=== Extracted text ===

Thanks TFF, for the laugh, but some people take their gold veddy seriously (In India… you are blaspheming with that tongue!) but being Tungsten is used in the best quality darts, I think I favour the tungsten.

It would be very difficult if not impossible to do that and finish it off to make it look authentic. Cast bars have a unique finish due to the casting process – trying to plug the drill hole ends with melted gold and then seamlessly blend that into the exiting bar surface is very hard.

“XRF (X-ray fluorescence) tests”

XRF does not penetrate very far into the surface of a bar, so is only good for testing plated bars. The industry uses ultrasonic testing, see here http://www.lbma.org.uk/assets/lbmaars200 9_14_genel_pamp_use_of_ultrasonic_analys is_for_the_quality_control1.pdf

“only a minuscule fraction of the gold bars in the world are physically traded”

The amount of turnover in the market is much higher than you think. In the case of the professional market which deals in 400oz bars, yes many of these sit in central bank vaults but many others are held by private investors and these are traded. There has been no occurrences in my 18 years in the industry, and I haven’t heard of others, of fake 400oz gold bars. Any bar coming out of a LBMA accredited refinery can be trusted because the refinery cannot control or know where the bar will end up and during its life there is a good chance a bar will eventually be melted for use by a jeweller or other refiner and as such there is a high probability of being caught out.

=== Supplied records ===

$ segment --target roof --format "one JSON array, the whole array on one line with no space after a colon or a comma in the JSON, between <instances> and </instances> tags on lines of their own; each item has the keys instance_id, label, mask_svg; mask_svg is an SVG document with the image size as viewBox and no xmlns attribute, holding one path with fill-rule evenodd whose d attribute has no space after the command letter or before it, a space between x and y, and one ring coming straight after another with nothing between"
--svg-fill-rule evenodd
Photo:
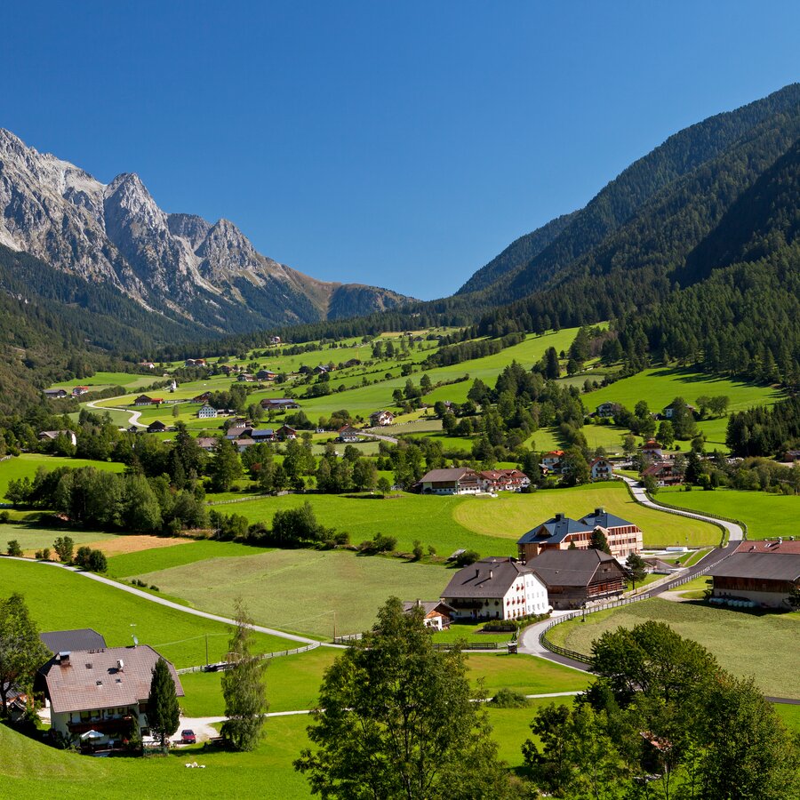
<instances>
[{"instance_id":1,"label":"roof","mask_svg":"<svg viewBox=\"0 0 800 800\"><path fill-rule=\"evenodd\" d=\"M800 580L800 554L734 553L711 567L715 578L761 578L765 580Z\"/></svg>"},{"instance_id":2,"label":"roof","mask_svg":"<svg viewBox=\"0 0 800 800\"><path fill-rule=\"evenodd\" d=\"M97 650L106 646L106 640L92 628L51 630L39 634L39 638L54 653L73 650Z\"/></svg>"},{"instance_id":3,"label":"roof","mask_svg":"<svg viewBox=\"0 0 800 800\"><path fill-rule=\"evenodd\" d=\"M598 525L601 528L624 528L628 525L633 525L636 527L636 523L628 522L627 519L622 519L621 516L616 516L613 514L609 514L605 508L595 508L595 510L591 514L587 514L586 516L581 516L580 521L587 525L589 525L592 530L596 528Z\"/></svg>"},{"instance_id":4,"label":"roof","mask_svg":"<svg viewBox=\"0 0 800 800\"><path fill-rule=\"evenodd\" d=\"M533 570L513 558L482 558L459 570L442 592L444 598L502 597L510 586Z\"/></svg>"},{"instance_id":5,"label":"roof","mask_svg":"<svg viewBox=\"0 0 800 800\"><path fill-rule=\"evenodd\" d=\"M572 533L585 533L587 526L583 523L570 519L563 514L556 514L550 519L537 525L527 533L524 533L516 541L517 544L526 544L531 541L564 541L567 536Z\"/></svg>"},{"instance_id":6,"label":"roof","mask_svg":"<svg viewBox=\"0 0 800 800\"><path fill-rule=\"evenodd\" d=\"M736 548L737 553L780 553L800 554L800 541L778 539L773 541L743 541Z\"/></svg>"},{"instance_id":7,"label":"roof","mask_svg":"<svg viewBox=\"0 0 800 800\"><path fill-rule=\"evenodd\" d=\"M148 644L72 651L68 664L51 659L39 672L56 713L128 706L147 700L158 653ZM117 661L123 668L117 668ZM167 662L169 664L169 662ZM169 664L175 693L183 687L175 668Z\"/></svg>"},{"instance_id":8,"label":"roof","mask_svg":"<svg viewBox=\"0 0 800 800\"><path fill-rule=\"evenodd\" d=\"M601 565L610 566L613 572L622 574L617 560L602 550L544 550L528 563L548 587L588 586Z\"/></svg>"},{"instance_id":9,"label":"roof","mask_svg":"<svg viewBox=\"0 0 800 800\"><path fill-rule=\"evenodd\" d=\"M476 472L468 467L449 467L446 469L431 469L422 476L423 483L438 484L459 481L466 476L474 476Z\"/></svg>"},{"instance_id":10,"label":"roof","mask_svg":"<svg viewBox=\"0 0 800 800\"><path fill-rule=\"evenodd\" d=\"M448 605L443 600L404 600L403 611L408 613L417 606L422 609L422 613L427 617L431 612L442 610L443 612L452 612L455 609Z\"/></svg>"}]
</instances>

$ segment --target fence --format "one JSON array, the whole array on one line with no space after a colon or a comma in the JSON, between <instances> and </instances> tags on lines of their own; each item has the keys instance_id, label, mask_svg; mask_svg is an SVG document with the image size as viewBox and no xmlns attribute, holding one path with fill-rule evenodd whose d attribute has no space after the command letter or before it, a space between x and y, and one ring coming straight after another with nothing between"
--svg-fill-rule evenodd
<instances>
[{"instance_id":1,"label":"fence","mask_svg":"<svg viewBox=\"0 0 800 800\"><path fill-rule=\"evenodd\" d=\"M313 644L306 644L303 647L295 647L293 650L280 650L277 652L262 652L260 655L257 656L257 658L259 660L264 661L268 659L276 659L280 656L295 655L298 652L308 652L309 650L316 650L317 647L319 647L319 642L315 642ZM188 672L221 672L233 666L233 663L230 661L217 661L215 664L202 664L199 667L184 667L182 669L176 670L176 672L178 675L185 675Z\"/></svg>"}]
</instances>

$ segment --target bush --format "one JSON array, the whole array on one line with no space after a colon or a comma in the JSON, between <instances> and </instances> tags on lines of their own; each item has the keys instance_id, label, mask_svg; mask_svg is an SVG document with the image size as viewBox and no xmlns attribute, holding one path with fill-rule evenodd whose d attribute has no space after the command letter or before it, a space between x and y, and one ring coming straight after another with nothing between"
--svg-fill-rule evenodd
<instances>
[{"instance_id":1,"label":"bush","mask_svg":"<svg viewBox=\"0 0 800 800\"><path fill-rule=\"evenodd\" d=\"M506 688L500 689L489 702L497 708L524 708L531 705L521 692Z\"/></svg>"}]
</instances>

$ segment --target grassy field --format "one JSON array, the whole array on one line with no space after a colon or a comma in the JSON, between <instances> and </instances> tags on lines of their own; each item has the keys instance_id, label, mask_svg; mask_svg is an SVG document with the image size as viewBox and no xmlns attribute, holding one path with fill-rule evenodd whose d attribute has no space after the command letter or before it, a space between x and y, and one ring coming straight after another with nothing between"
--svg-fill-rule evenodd
<instances>
[{"instance_id":1,"label":"grassy field","mask_svg":"<svg viewBox=\"0 0 800 800\"><path fill-rule=\"evenodd\" d=\"M471 502L467 502L470 500ZM715 525L665 514L635 503L621 482L591 484L572 489L547 489L532 494L509 494L490 500L467 498L453 511L464 527L476 532L496 532L516 540L536 524L563 511L573 519L598 507L637 524L645 547L716 544L719 529Z\"/></svg>"},{"instance_id":2,"label":"grassy field","mask_svg":"<svg viewBox=\"0 0 800 800\"><path fill-rule=\"evenodd\" d=\"M44 467L45 469L55 469L58 467L94 467L97 469L107 469L108 472L123 472L124 464L113 461L92 461L87 459L67 459L62 456L43 455L38 452L23 452L21 455L7 461L0 462L0 498L5 498L8 482L28 477L33 480L36 470Z\"/></svg>"},{"instance_id":3,"label":"grassy field","mask_svg":"<svg viewBox=\"0 0 800 800\"><path fill-rule=\"evenodd\" d=\"M797 495L735 489L681 492L677 487L670 487L661 489L656 500L693 511L741 520L748 526L749 539L796 536L800 521L800 496Z\"/></svg>"},{"instance_id":4,"label":"grassy field","mask_svg":"<svg viewBox=\"0 0 800 800\"><path fill-rule=\"evenodd\" d=\"M55 566L0 559L0 592L20 592L40 630L93 628L110 647L140 643L155 647L176 667L205 663L227 652L230 628L143 600ZM180 596L180 593L178 593ZM261 652L285 650L287 640L256 634ZM293 646L293 645L288 645Z\"/></svg>"},{"instance_id":5,"label":"grassy field","mask_svg":"<svg viewBox=\"0 0 800 800\"><path fill-rule=\"evenodd\" d=\"M4 525L0 524L0 552L5 553L8 543L15 539L20 542L20 547L26 556L32 556L34 551L50 548L52 550L52 543L60 536L69 536L75 542L76 548L82 545L101 543L104 540L114 539L112 533L99 533L96 531L66 531L53 530L52 528L39 528L33 525ZM55 554L51 556L55 558Z\"/></svg>"},{"instance_id":6,"label":"grassy field","mask_svg":"<svg viewBox=\"0 0 800 800\"><path fill-rule=\"evenodd\" d=\"M441 566L344 551L276 550L196 562L142 578L205 611L229 615L243 597L262 625L332 636L334 624L338 635L366 629L392 595L438 597L451 574Z\"/></svg>"},{"instance_id":7,"label":"grassy field","mask_svg":"<svg viewBox=\"0 0 800 800\"><path fill-rule=\"evenodd\" d=\"M700 603L644 600L588 614L587 621L556 625L554 644L589 652L604 631L631 628L645 620L668 623L682 636L708 648L724 668L755 676L764 694L800 699L800 613L763 613L716 608Z\"/></svg>"}]
</instances>

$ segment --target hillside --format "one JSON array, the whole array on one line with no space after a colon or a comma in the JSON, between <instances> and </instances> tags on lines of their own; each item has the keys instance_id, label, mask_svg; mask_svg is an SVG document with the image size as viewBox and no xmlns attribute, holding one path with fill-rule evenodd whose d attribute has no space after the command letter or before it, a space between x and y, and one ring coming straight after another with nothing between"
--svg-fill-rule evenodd
<instances>
[{"instance_id":1,"label":"hillside","mask_svg":"<svg viewBox=\"0 0 800 800\"><path fill-rule=\"evenodd\" d=\"M228 220L165 213L136 174L103 184L2 129L0 244L206 333L380 311L405 300L312 278L258 252Z\"/></svg>"}]
</instances>

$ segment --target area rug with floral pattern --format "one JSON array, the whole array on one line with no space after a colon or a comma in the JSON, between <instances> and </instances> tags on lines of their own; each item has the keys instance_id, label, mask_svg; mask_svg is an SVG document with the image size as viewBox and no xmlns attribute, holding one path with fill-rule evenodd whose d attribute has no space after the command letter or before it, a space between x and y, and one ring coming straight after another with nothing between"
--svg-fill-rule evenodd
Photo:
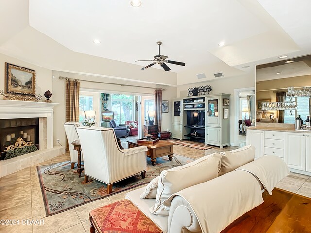
<instances>
[{"instance_id":1,"label":"area rug with floral pattern","mask_svg":"<svg viewBox=\"0 0 311 233\"><path fill-rule=\"evenodd\" d=\"M77 169L70 169L71 162L43 165L37 167L43 202L47 216L57 214L90 201L142 185L164 170L193 161L192 159L174 155L172 161L167 156L157 158L154 166L147 159L145 179L140 174L115 183L112 192L106 193L107 185L96 180L84 183L84 176L79 177ZM83 173L82 173L83 174Z\"/></svg>"}]
</instances>

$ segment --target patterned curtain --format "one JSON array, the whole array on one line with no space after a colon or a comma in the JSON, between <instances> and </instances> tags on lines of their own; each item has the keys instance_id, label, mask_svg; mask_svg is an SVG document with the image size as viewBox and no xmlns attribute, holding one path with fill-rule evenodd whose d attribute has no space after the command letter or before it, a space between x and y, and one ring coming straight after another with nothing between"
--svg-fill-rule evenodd
<instances>
[{"instance_id":1,"label":"patterned curtain","mask_svg":"<svg viewBox=\"0 0 311 233\"><path fill-rule=\"evenodd\" d=\"M246 100L247 100L247 108L248 108L248 116L249 117L249 119L251 120L252 120L252 117L253 116L251 115L251 107L252 106L251 98L252 97L250 96L247 96L246 97Z\"/></svg>"},{"instance_id":2,"label":"patterned curtain","mask_svg":"<svg viewBox=\"0 0 311 233\"><path fill-rule=\"evenodd\" d=\"M155 90L155 125L157 125L158 131L161 131L162 122L162 95L161 89Z\"/></svg>"},{"instance_id":3,"label":"patterned curtain","mask_svg":"<svg viewBox=\"0 0 311 233\"><path fill-rule=\"evenodd\" d=\"M80 82L66 79L66 121L79 121L79 92ZM68 143L66 143L66 151L69 150Z\"/></svg>"},{"instance_id":4,"label":"patterned curtain","mask_svg":"<svg viewBox=\"0 0 311 233\"><path fill-rule=\"evenodd\" d=\"M276 93L276 102L285 102L286 98L286 92L280 92ZM277 110L278 123L284 123L284 110Z\"/></svg>"}]
</instances>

===

Tasks to complete ->
• a. Which parties or places does the gold bar post name as holding a 400oz bar or as one that may eventually melt it down? List them all.
• b. In the gold bar post, take the passage starting with "Thanks TFF, for" and going on through "is very hard.", and write it out again with "melted" replaced by "molten".

Activity answers ->
• a.
- central bank vaults
- private investors
- a jeweller
- other refiner

• b.
Thanks TFF, for the laugh, but some people take their gold veddy seriously (In India… you are blaspheming with that tongue!) but being Tungsten is used in the best quality darts, I think I favour the tungsten.

It would be very difficult if not impossible to do that and finish it off to make it look authentic. Cast bars have a unique finish due to the casting process – trying to plug the drill hole ends with molten gold and then seamlessly blend that into the exiting bar surface is very hard.